Material supplied:
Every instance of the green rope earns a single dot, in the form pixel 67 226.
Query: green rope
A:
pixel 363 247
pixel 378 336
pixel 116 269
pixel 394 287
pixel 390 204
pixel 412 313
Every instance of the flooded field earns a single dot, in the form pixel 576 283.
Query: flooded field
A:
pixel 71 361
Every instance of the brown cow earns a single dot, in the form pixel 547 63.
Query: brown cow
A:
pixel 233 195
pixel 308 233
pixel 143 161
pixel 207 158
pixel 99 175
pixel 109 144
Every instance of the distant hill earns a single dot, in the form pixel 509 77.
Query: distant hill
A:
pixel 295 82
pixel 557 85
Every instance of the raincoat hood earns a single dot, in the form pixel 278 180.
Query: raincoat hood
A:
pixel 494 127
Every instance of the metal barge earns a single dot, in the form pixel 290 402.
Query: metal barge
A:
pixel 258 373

--

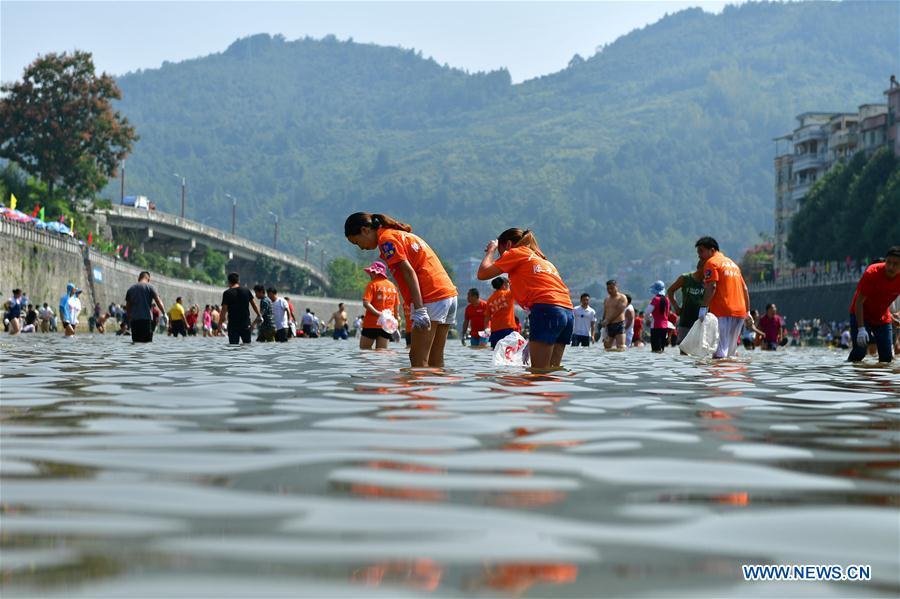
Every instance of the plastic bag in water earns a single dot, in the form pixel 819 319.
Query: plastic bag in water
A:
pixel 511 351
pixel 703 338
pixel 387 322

* * *

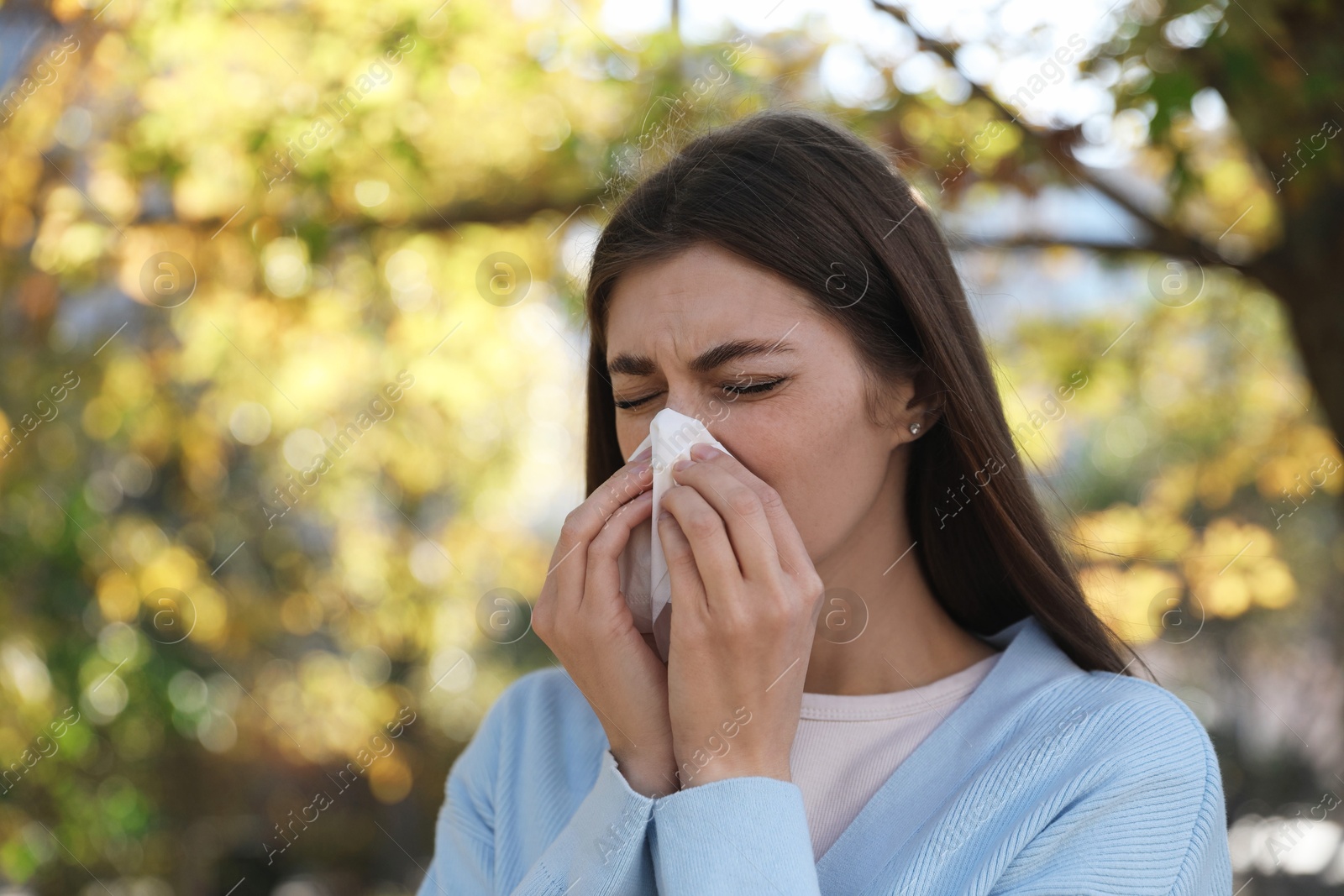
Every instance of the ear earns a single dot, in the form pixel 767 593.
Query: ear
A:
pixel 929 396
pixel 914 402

Short task: Can you give back only the records from the line with "Every instance of the distant" to the line with "pixel 494 127", with "far ridge" substituted for "distant hill" and nothing else changed?

Solution to the problem:
Every instance of the far ridge earns a single dot, in the form pixel 509 77.
Query: far ridge
A:
pixel 295 82
pixel 557 85
Every instance of the raincoat hood earns a single dot, in the form pixel 278 180.
Query: raincoat hood
A:
pixel 494 127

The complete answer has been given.